■ YOUR GOAL
Print the data that follows without changing a single word.

■ INPUT DATA
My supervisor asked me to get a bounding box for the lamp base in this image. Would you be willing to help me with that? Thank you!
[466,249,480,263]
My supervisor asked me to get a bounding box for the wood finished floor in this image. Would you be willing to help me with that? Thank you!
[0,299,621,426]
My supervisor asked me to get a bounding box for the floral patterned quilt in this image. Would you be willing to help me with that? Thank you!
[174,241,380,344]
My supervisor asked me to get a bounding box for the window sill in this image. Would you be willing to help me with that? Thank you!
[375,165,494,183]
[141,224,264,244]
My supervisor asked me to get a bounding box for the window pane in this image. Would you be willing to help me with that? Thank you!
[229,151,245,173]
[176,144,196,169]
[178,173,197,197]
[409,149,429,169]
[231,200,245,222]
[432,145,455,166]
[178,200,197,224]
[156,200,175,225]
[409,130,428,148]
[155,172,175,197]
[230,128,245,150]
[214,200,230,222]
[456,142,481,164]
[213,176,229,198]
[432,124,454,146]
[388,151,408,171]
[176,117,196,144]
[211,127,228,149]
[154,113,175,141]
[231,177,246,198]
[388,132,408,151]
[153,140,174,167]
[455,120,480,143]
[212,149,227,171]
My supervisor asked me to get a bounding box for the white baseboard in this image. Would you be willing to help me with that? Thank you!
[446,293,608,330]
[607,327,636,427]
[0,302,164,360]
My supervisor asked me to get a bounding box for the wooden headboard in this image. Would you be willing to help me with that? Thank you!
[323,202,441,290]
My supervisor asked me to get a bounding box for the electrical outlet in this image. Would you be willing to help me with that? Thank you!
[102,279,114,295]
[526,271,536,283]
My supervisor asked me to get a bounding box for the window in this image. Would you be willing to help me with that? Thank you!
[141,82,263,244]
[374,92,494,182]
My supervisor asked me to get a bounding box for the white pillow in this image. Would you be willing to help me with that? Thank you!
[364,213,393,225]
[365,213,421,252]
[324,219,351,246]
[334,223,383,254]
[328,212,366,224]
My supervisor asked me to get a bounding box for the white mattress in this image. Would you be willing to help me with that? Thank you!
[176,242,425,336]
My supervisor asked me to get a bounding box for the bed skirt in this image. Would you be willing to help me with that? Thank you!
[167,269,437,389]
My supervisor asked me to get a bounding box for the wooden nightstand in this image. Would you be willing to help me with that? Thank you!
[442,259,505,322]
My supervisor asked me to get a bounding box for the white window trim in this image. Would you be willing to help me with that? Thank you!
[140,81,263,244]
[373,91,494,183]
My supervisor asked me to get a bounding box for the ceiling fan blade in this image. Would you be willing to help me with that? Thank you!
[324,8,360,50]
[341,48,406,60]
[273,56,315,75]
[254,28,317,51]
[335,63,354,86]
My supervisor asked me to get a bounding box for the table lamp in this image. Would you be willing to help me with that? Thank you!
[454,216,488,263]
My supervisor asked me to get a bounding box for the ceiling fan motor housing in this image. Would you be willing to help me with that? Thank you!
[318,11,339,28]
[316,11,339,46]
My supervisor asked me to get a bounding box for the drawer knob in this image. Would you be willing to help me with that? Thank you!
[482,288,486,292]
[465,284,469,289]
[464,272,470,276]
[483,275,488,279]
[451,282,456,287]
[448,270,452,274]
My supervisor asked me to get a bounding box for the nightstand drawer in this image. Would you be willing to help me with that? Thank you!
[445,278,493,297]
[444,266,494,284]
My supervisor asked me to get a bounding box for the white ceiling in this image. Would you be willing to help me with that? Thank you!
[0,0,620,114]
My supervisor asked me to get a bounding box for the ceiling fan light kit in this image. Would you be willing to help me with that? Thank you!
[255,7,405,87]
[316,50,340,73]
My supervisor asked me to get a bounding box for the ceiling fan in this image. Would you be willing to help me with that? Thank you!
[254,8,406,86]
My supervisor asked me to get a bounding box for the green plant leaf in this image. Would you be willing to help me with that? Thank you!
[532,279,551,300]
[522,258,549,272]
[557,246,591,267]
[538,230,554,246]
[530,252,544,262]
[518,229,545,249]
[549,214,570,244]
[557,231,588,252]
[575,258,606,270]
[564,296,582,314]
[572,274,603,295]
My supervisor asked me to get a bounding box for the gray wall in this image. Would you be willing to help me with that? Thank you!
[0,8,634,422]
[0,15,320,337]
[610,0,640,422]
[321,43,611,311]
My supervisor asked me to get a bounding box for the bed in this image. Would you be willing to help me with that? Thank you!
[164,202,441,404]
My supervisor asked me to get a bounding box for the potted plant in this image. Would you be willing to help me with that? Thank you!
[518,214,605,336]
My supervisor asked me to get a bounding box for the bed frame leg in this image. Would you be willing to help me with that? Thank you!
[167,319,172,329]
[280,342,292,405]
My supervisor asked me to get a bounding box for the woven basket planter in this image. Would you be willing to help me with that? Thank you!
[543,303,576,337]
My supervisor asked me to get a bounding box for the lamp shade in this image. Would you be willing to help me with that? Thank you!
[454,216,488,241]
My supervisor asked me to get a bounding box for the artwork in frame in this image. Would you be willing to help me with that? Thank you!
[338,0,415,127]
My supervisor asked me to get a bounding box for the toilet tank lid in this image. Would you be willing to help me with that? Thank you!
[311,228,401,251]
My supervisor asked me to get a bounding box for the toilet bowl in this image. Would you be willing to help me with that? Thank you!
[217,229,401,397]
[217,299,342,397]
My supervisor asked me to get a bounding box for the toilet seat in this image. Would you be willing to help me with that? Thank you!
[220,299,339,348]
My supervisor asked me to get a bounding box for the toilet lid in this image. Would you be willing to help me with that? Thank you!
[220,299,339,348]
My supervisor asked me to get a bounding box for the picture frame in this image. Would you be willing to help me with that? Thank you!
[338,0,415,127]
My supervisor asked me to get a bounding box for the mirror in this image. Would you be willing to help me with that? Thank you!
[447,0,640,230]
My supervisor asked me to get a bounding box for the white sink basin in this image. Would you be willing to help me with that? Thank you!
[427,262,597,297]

■ RESULT FOR THIS TASK
My supervisor asked me to get a bounding box for the lamp base in this image. Would you be willing to help me with that? Thank you!
[466,249,480,263]
My supervisor asked me to get a bounding box for the wood finished floor in this image. Would you be willing to help me with that? Thank you!
[0,299,621,426]
My supervisor asked me to get a bounding box for the floral patterned quilt in this image. Would you be willing to help me with that? Thank you!
[174,241,380,344]
My supervisor asked me to get a bounding box for the window sill in this image. Would you be willing to help me with that? Thank you!
[375,165,494,183]
[141,224,264,244]
My supervisor asked me to get a bounding box for the window pane in this image. Would you be willing to help me with that? Thank you!
[229,151,245,173]
[176,144,196,169]
[178,173,197,197]
[409,149,429,169]
[231,200,245,222]
[432,145,455,166]
[178,200,197,224]
[156,200,175,225]
[409,130,428,148]
[155,172,175,197]
[230,128,245,150]
[214,200,230,222]
[456,142,481,164]
[213,176,229,198]
[432,124,454,146]
[388,151,408,171]
[176,117,196,144]
[211,127,228,149]
[154,113,175,141]
[231,177,246,198]
[388,132,408,151]
[153,140,174,167]
[455,120,480,143]
[212,149,227,171]
My supervisor asked me to get a bounding box for the white baseboard in this image. Would you be willing to help me with that? Thank you!
[446,293,608,330]
[607,327,636,427]
[0,302,164,360]
My supervisor asked me to get a bounding box for the wooden headboard in this image. Would you be willing to help me with that? Thank you!
[323,202,441,290]
My supervisor asked me to get a bounding box for the electrical outlet in this image. Would you be willing to help me with that? Thank you!
[102,279,114,295]
[526,271,536,283]
My supervisor asked me to get a bounding box for the window in this image. Would you be willing to help me with that? Thank you!
[141,82,263,244]
[374,92,494,182]
My supervisor asked me to get a bounding box for the white pillow in this image. Would you be willing to help me with that? Thank you!
[364,213,393,225]
[365,213,421,252]
[324,219,351,246]
[334,223,383,254]
[328,212,366,224]
My supervisor asked me to get a bounding box for the white mattress in this image. Would you be willing to help me with that? Thank you!
[176,242,425,336]
My supervisor asked me to get a bounding box for the bed skirt in this image. Would you be willing to help me with that? Thank you!
[167,269,437,389]
My supervisor asked me to get a bounding box for the wooden nightstand in this image. Would you be willing to help me with that? Thank you!
[442,259,505,322]
My supervisor asked me to get a bounding box for the white window trim in this image. Would you be willing to help me with that? Thank you!
[140,81,263,244]
[373,91,494,183]
My supervisor asked me to get a bounding box for the ceiling fan blade in this image. Would you be willing to help me with that? Thank you!
[324,8,360,50]
[341,48,406,60]
[273,56,315,75]
[254,28,317,51]
[335,63,354,86]
My supervisor asked me to get a bounding box for the table lamp in this image. Would you be willing to help me with that? Thank you!
[454,216,488,263]
My supervisor asked me to get a bounding box for the ceiling fan motor housing in this image. Would you be willing to help me with that? Thank you!
[318,11,339,28]
[316,11,339,46]
My supervisor asked me to get a bounding box for the drawer knob in this image. Would you be willing to help me with that? Thank you!
[482,288,486,292]
[465,284,469,289]
[464,272,470,276]
[483,275,488,279]
[451,282,456,287]
[448,270,452,274]
My supervisor asked me to get a bounding box for the nightstand drawer in this image. Would you be willing to help me with that? Thank you!
[445,278,493,297]
[444,266,494,284]
My supervisor asked me to get a bounding box for the white ceiling in this image. Would you be willing to help me with that? Thank you!
[0,0,620,114]
My supervisor asked me to get a bounding box for the ceiling fan light kit in this image. Would you be willing to help me with that? Thank you!
[255,7,405,87]
[316,50,340,73]
My supervisor asked me to get a bounding box for the ceiling fan in this image. Would you be willing to help me with that? Thank you!
[254,8,406,86]
My supervisor asked me to get a bounding box for the green plant leaf in this image. Would you be willing to help me with that? Thank you!
[532,279,551,300]
[522,258,549,272]
[557,246,591,267]
[538,230,554,246]
[530,252,544,262]
[518,229,545,249]
[549,214,570,244]
[557,231,588,252]
[575,258,606,270]
[564,296,582,314]
[572,274,603,295]
My supervisor asked me to get a bounding box for the gray wall in this image. Would you be willing to help me with that? Thank you!
[0,8,634,422]
[0,15,320,337]
[610,0,640,422]
[321,43,611,311]
My supervisor asked me to get a bounding box for the bed in this image. Would you be willing to help me with that? Thank you!
[164,202,441,404]
My supervisor asked me to get a bounding box for the potted plant in this image. Would you be willing to help me with that? Thank you!
[518,214,605,336]
My supervisor asked me to get a bounding box for the bed frame leg in this image. Would you be willing to help me with that? Thank you!
[167,319,172,329]
[280,342,292,405]
My supervisor asked me to get a bounding box for the woven basket planter in this image. Would you be willing to help me with that? Thank you!
[543,303,576,337]
My supervisor asked me to get a bounding box for the lamp shade in this image. Would you be willing to help me with that? Thank you!
[454,216,488,241]
My supervisor asked me to get a bounding box for the artwork in frame in this image. Would you be willing to help me with that? Thank you!
[338,0,415,127]
My supervisor asked me to get a bounding box for the toilet tank lid in this image. Would you be willing to help me with that? Thank you!
[311,228,401,251]
My supervisor asked me to get a bounding box for the toilet bowl in this image. Would you be willing to help me with that? Thank you!
[217,229,401,397]
[217,299,342,397]
My supervisor asked me to get a bounding box for the toilet seat in this image. Would you be willing to help me with that? Thank you!
[220,299,339,348]
My supervisor asked me to get a bounding box for the toilet lid in this image. Would you be willing to help me with that? Thank you!
[220,299,339,348]
My supervisor asked me to get a bounding box for the picture frame in this image. Would you be willing to help me with that? Thank you!
[338,0,415,127]
My supervisor asked me to get a bounding box for the mirror in this image. Would you be willing to help me with that? Thank you!
[447,0,640,230]
My supervisor asked me to get a bounding box for the white sink basin in this image. Would you be willing to help me with that? Thank you!
[427,262,597,297]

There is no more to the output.